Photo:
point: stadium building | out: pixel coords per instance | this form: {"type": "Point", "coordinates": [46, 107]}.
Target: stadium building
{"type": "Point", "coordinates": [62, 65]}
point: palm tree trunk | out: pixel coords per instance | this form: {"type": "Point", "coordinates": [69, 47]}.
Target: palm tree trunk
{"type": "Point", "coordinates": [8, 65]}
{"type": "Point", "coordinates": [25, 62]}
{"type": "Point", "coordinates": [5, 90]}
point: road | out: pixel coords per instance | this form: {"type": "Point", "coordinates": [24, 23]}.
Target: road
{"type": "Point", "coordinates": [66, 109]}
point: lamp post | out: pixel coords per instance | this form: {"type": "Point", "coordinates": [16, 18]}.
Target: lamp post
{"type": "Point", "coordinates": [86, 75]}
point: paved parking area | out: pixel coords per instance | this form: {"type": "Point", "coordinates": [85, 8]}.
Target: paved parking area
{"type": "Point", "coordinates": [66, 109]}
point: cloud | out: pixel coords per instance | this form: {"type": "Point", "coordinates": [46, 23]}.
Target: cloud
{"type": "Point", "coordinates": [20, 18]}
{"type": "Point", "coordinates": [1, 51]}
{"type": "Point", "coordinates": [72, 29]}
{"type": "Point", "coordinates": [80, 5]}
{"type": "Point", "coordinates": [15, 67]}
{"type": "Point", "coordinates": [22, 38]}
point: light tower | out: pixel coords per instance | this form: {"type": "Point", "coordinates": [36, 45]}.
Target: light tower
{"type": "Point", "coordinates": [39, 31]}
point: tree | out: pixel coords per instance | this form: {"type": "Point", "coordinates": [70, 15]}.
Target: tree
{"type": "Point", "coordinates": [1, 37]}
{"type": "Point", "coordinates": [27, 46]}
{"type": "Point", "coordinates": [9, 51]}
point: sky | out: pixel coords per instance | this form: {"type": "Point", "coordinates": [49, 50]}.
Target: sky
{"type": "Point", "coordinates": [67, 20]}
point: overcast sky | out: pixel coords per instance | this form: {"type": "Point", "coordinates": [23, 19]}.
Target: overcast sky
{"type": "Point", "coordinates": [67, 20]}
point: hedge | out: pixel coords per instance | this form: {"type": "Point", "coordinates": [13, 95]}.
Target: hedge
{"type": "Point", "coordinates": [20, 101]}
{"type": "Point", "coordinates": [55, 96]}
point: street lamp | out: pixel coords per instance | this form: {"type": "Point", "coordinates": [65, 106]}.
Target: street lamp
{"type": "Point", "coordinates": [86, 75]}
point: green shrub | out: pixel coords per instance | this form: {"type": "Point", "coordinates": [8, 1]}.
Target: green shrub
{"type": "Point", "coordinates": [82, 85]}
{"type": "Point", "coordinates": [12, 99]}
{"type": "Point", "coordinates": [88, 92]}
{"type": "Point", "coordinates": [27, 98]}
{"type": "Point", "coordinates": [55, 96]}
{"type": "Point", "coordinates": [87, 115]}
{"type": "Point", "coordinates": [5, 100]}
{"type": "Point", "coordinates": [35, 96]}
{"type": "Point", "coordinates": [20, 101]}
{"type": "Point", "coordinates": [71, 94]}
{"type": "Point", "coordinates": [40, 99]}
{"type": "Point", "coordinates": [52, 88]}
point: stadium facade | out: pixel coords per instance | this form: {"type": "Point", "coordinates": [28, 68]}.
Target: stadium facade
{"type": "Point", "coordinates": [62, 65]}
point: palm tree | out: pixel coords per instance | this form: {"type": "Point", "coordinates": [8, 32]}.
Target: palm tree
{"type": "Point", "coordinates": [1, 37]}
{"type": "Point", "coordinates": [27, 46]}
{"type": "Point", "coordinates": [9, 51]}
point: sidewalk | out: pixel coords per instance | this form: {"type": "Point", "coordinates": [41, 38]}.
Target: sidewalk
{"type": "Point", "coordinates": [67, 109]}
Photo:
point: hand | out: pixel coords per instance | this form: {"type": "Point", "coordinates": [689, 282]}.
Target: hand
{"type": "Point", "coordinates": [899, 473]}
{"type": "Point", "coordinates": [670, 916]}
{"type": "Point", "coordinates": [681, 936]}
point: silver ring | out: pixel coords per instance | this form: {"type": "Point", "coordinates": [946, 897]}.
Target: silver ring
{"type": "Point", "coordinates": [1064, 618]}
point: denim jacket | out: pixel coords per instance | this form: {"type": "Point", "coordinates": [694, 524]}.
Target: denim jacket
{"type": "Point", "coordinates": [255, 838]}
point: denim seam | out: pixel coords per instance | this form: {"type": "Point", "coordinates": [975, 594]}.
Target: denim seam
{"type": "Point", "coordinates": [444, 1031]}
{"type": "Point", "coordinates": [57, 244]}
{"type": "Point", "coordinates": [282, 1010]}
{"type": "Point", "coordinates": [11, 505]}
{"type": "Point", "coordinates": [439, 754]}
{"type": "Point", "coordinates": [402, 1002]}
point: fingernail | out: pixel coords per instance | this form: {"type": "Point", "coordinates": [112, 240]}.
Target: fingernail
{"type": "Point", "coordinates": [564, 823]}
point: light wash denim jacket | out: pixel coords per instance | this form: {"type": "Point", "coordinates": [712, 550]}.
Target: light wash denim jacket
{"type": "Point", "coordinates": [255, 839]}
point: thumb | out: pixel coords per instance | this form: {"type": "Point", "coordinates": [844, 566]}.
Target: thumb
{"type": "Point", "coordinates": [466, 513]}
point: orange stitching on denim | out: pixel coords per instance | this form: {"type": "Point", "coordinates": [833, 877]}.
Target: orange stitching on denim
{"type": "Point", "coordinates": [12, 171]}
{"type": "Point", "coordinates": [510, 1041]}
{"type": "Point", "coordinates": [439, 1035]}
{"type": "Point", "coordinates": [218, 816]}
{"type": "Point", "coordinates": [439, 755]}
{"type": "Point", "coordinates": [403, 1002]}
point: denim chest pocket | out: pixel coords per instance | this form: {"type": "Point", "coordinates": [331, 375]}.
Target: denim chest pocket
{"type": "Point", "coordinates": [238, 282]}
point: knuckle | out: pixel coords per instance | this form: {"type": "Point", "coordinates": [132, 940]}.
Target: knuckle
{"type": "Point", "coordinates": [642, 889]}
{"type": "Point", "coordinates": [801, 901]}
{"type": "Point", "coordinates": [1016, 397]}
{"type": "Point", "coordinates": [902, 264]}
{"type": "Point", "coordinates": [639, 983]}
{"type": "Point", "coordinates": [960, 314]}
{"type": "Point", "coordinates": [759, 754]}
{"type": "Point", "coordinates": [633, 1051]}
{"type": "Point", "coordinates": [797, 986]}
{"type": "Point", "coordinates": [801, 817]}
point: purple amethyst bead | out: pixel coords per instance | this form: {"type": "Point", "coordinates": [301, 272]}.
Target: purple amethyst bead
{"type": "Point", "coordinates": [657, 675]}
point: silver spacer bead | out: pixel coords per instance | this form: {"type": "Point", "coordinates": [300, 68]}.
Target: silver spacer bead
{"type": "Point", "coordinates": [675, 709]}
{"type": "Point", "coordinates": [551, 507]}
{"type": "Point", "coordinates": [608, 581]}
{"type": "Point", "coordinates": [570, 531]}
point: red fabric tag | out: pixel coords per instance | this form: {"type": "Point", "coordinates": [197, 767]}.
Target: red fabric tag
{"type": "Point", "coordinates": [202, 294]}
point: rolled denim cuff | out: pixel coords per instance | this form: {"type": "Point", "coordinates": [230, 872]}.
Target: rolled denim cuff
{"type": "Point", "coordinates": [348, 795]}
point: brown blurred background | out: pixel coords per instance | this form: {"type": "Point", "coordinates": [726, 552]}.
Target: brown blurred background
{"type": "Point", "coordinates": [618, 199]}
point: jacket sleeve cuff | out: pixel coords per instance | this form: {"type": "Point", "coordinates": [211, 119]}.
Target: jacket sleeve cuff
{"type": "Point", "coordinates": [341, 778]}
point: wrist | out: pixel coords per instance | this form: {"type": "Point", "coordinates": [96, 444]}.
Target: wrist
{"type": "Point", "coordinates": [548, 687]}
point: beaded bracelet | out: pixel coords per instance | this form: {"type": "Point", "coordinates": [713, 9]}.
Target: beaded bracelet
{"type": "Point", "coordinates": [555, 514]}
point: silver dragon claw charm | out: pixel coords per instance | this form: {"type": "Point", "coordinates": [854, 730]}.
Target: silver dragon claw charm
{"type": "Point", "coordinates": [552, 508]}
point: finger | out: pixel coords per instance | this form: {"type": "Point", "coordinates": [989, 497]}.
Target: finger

__SHORT EXERCISE__
Exactly as written, give the line containing "point: brown blurred" and all remaining lines of the records.

__EXERCISE RESPONSE__
point: brown blurred background | out: pixel coords per instance | this form: {"type": "Point", "coordinates": [726, 552]}.
Target: brown blurred background
{"type": "Point", "coordinates": [618, 199]}
point: jacket sleeve cuff | out: pixel coords per instance | this form: {"type": "Point", "coordinates": [211, 119]}.
Target: jacket sleeve cuff
{"type": "Point", "coordinates": [341, 778]}
point: wrist | out: pixel coords per instance | this form: {"type": "Point", "coordinates": [96, 444]}.
Target: wrist
{"type": "Point", "coordinates": [548, 687]}
point: beaded bracelet | out: pixel coords per instance | this form: {"type": "Point", "coordinates": [713, 9]}.
Target: beaded bracelet
{"type": "Point", "coordinates": [555, 514]}
point: silver dragon claw charm | out: pixel coords per instance | this form: {"type": "Point", "coordinates": [854, 730]}.
Target: silver dragon claw charm
{"type": "Point", "coordinates": [552, 508]}
point: finger | out: pixel coords per instance | this form: {"type": "Point", "coordinates": [989, 497]}.
Target: finger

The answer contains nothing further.